Source extract:
§
Publication Boundary
This page is a partial design and reference note, not a finished multi-region operations guide.
Partial public document
S3-manifest ingest direction and active-active conditional-create constraints.
This page is a partial design and reference note, not a finished multi-region operations guide.
Implemented object-store behavior is constrained by the object-storage plan items and limitations page.
Draft proposal.
Content-addressed S3 objects can make raw batch storage idempotent across multiple
collector processes, but they do not by themselves make the system active-active.
The useful primitive is an S3 conditional create on an identity manifest. That
manifest becomes the shared acceptance record for (agent_id, boot_id, seq_start, seq_end).
This gives the project active-active ingest without adding a database for the raw acceptance path, but only inside one S3 acceptance authority. All writers must conditionally create identity manifests in the same authoritative bucket and prefix. Multi-Region Access Points, cross-region replication, and independent regional buckets do not provide a global conditional-create lock.
The design does not give active-active live reads, rollup ownership, cache coherence, or complete query fanout for free.
An acceptance authority is one S3 bucket plus one configured prefix namespace. Every
collector participating in the same active-active deployment must write
accepted/v1/ manifests through that same authority.
Do not treat replicated buckets as independent authorities. Cross-region replication is asynchronous, so two regional buckets can both accept the same identity before replication converges. Do not treat an S3 Multi-Region Access Point as a lock unless the deployment can prove every conditional manifest write for this prefix is routed to the same backing bucket. MRAP routing is an availability and latency feature, not object-key-based coordination.
If the deployment needs multi-region active-active ingest with regional write survivability, add a separate global coordinator for accepted identities. The S3 manifest protocol remains useful as the regional durable record, but it is not the global linearization point in that topology.
The design relies on these S3 behaviors:
If-None-Match: * fail when the target key already has a
current object.PutObject and CompleteMultipartUpload.References:
If bucket versioning is enabled, conditional writes apply to the current version of the key. The acceptance prefixes should deny deletes, or use Object Lock if the deployment requires stronger protection, so a delete marker cannot reopen an accepted identity key.
The protocol should not use CopyObject into acceptance prefixes. AWS documents
conditional writes for CopyObject, but enforced conditional-write bucket policies
can reject copy operations even when conditional headers are present. The ingest
path only needs direct object creation.
Use immutable content blobs, immutable identity manifests, quarantine manifests, and derived indexes.
§
Dataset extract:
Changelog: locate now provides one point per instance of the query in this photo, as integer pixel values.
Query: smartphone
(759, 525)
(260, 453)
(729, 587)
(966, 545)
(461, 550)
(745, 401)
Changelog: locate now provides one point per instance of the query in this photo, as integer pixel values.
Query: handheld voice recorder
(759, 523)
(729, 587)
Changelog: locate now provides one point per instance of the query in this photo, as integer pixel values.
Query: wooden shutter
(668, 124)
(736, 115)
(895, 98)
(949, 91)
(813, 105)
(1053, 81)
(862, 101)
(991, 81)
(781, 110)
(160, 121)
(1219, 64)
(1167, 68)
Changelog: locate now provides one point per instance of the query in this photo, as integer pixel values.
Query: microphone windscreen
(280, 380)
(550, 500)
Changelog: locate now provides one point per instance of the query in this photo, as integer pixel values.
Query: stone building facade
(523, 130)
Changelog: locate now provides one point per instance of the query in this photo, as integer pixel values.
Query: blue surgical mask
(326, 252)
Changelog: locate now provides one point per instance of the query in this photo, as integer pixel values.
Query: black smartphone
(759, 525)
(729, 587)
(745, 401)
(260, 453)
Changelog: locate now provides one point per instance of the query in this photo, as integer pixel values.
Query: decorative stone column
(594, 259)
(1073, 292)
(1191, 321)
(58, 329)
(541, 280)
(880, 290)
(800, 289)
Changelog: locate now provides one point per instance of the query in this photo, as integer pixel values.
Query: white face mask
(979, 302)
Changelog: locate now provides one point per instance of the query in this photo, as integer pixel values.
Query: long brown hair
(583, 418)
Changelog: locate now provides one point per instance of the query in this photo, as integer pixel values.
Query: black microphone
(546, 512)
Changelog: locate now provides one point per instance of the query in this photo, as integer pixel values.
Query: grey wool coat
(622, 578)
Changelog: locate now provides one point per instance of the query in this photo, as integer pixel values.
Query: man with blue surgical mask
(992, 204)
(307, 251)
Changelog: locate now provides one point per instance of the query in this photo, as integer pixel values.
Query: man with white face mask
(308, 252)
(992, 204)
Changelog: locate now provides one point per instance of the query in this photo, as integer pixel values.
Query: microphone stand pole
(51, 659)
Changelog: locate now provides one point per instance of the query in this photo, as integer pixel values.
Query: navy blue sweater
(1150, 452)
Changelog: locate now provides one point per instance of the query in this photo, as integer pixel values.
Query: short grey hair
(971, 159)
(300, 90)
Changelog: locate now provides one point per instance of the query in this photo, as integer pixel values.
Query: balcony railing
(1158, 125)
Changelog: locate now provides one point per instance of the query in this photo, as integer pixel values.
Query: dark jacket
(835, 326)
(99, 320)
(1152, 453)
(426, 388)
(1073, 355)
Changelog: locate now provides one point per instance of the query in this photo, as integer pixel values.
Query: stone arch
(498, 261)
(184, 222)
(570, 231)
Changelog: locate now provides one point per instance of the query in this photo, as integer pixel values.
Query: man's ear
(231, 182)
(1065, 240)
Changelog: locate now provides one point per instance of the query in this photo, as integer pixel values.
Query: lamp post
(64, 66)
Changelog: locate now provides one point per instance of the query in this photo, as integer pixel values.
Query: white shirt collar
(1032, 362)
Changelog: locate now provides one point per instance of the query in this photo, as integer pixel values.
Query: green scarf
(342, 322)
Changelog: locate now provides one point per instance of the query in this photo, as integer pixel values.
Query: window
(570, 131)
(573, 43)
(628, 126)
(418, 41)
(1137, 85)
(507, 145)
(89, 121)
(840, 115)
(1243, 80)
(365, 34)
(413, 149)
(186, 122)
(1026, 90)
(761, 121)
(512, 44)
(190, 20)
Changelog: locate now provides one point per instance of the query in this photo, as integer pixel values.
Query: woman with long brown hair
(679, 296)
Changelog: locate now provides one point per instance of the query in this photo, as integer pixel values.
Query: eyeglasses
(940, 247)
§
Task requirements:
(a) What does the S3 manifest design note say an acceptance authority consists of?
(b) Turn the paragraph of the S3 manifest design note that starts "Do not treat replicated buckets" into a short list that keeps its main facts.

Outputs in order:
(a) One S3 bucket plus one configured prefix namespace.

(b)
- Replicated buckets are not independent authorities. Cross-region replication is asynchronous, so two regional buckets can both accept the same identity before replication converges.
- An S3 Multi-Region Access Point is not a lock unless the deployment can prove that every conditional manifest write for this prefix goes to the same backing bucket.
- MRAP routing serves availability and latency. It does not provide object-key-based coordination.